● **What you need to do**: An unaltered copy of the listing below is required.

BEGIN Records for processing

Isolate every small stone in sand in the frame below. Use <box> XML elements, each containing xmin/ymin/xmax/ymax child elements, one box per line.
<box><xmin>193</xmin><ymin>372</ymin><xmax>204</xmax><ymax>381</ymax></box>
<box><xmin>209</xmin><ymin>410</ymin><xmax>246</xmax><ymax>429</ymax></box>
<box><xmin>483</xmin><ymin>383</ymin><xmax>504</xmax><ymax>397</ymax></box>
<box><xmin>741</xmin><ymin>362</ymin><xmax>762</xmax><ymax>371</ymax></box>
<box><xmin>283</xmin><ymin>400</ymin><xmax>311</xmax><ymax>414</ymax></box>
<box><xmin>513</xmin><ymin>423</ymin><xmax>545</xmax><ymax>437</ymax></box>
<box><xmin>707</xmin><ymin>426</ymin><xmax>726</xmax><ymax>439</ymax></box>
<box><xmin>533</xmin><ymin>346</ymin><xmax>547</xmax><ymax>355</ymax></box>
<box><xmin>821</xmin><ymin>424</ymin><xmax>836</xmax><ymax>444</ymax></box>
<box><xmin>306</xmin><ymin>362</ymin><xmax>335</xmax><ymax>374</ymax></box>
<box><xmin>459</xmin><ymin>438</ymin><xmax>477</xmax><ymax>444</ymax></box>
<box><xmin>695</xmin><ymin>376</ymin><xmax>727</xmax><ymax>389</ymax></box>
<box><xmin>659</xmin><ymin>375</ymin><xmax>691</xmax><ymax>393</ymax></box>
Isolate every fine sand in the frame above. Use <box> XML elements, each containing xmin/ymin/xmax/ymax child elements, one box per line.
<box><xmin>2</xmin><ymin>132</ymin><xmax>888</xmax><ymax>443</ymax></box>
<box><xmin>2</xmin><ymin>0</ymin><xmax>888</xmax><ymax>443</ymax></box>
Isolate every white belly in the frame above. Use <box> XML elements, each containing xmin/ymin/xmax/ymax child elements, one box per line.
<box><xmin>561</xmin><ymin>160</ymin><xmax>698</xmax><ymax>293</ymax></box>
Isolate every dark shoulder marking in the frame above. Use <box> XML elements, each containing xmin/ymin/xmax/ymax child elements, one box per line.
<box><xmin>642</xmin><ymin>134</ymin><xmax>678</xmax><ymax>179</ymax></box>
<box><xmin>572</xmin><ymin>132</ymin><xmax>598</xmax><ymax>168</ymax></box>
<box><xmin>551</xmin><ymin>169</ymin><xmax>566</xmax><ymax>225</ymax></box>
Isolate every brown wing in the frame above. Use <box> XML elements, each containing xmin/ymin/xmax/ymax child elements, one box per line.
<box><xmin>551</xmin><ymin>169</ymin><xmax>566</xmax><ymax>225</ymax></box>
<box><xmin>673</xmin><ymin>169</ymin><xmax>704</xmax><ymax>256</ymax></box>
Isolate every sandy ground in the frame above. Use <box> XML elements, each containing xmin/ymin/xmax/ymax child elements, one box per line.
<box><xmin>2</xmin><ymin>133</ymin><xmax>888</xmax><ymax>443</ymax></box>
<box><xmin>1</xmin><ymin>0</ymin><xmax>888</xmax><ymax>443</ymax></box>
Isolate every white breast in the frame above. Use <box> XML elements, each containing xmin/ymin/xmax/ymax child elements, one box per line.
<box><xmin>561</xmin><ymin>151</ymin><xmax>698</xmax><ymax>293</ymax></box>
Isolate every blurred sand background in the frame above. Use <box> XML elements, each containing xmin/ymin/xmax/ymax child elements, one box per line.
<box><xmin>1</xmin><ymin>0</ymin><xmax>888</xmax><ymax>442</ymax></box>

END Records for processing

● **Exercise solution**:
Isolate every small stone in sand in the frame below. Use <box> XML elements, each containing xmin/ymin/xmax/ymax child elements, one box per line.
<box><xmin>193</xmin><ymin>372</ymin><xmax>204</xmax><ymax>381</ymax></box>
<box><xmin>209</xmin><ymin>410</ymin><xmax>246</xmax><ymax>429</ymax></box>
<box><xmin>483</xmin><ymin>383</ymin><xmax>504</xmax><ymax>397</ymax></box>
<box><xmin>741</xmin><ymin>362</ymin><xmax>762</xmax><ymax>371</ymax></box>
<box><xmin>283</xmin><ymin>400</ymin><xmax>311</xmax><ymax>414</ymax></box>
<box><xmin>513</xmin><ymin>423</ymin><xmax>545</xmax><ymax>437</ymax></box>
<box><xmin>707</xmin><ymin>426</ymin><xmax>726</xmax><ymax>439</ymax></box>
<box><xmin>533</xmin><ymin>346</ymin><xmax>547</xmax><ymax>355</ymax></box>
<box><xmin>821</xmin><ymin>424</ymin><xmax>836</xmax><ymax>444</ymax></box>
<box><xmin>306</xmin><ymin>362</ymin><xmax>335</xmax><ymax>374</ymax></box>
<box><xmin>459</xmin><ymin>438</ymin><xmax>477</xmax><ymax>444</ymax></box>
<box><xmin>695</xmin><ymin>376</ymin><xmax>727</xmax><ymax>389</ymax></box>
<box><xmin>659</xmin><ymin>375</ymin><xmax>691</xmax><ymax>393</ymax></box>
Isolate every fine sand in the frame above. Use <box> XML elements, each containing xmin/ymin/xmax/ymax child elements, one box per line.
<box><xmin>2</xmin><ymin>132</ymin><xmax>888</xmax><ymax>443</ymax></box>
<box><xmin>2</xmin><ymin>0</ymin><xmax>888</xmax><ymax>443</ymax></box>
Isolate every white belly in the frame above. Use <box> XML elements, each containing xmin/ymin/xmax/ymax child elements, one box per line.
<box><xmin>561</xmin><ymin>160</ymin><xmax>698</xmax><ymax>293</ymax></box>
Isolate every dark shoulder marking in the frame above. Use <box> XML elements, each containing xmin/ymin/xmax/ymax child elements, one box per line.
<box><xmin>642</xmin><ymin>134</ymin><xmax>678</xmax><ymax>179</ymax></box>
<box><xmin>572</xmin><ymin>132</ymin><xmax>598</xmax><ymax>168</ymax></box>
<box><xmin>551</xmin><ymin>169</ymin><xmax>566</xmax><ymax>225</ymax></box>
Isolate every brown wing in the frame above. Use <box> XML elements, each containing xmin/ymin/xmax/ymax child elements, one box per line.
<box><xmin>551</xmin><ymin>169</ymin><xmax>566</xmax><ymax>225</ymax></box>
<box><xmin>673</xmin><ymin>169</ymin><xmax>704</xmax><ymax>256</ymax></box>
Isolate every sandy ground in the frame above. Use <box> XML elements, each containing xmin/ymin/xmax/ymax child elements, one box per line.
<box><xmin>2</xmin><ymin>133</ymin><xmax>888</xmax><ymax>443</ymax></box>
<box><xmin>1</xmin><ymin>0</ymin><xmax>888</xmax><ymax>443</ymax></box>
Isolate every white breast in the frame above. Use <box> XML elements, each containing xmin/ymin/xmax/ymax child elements, one box per line.
<box><xmin>561</xmin><ymin>151</ymin><xmax>698</xmax><ymax>293</ymax></box>
Isolate every blurred sand background in the frame above. Use <box> XML elements, each containing xmin/ymin/xmax/ymax child elements, one box per line.
<box><xmin>1</xmin><ymin>0</ymin><xmax>888</xmax><ymax>442</ymax></box>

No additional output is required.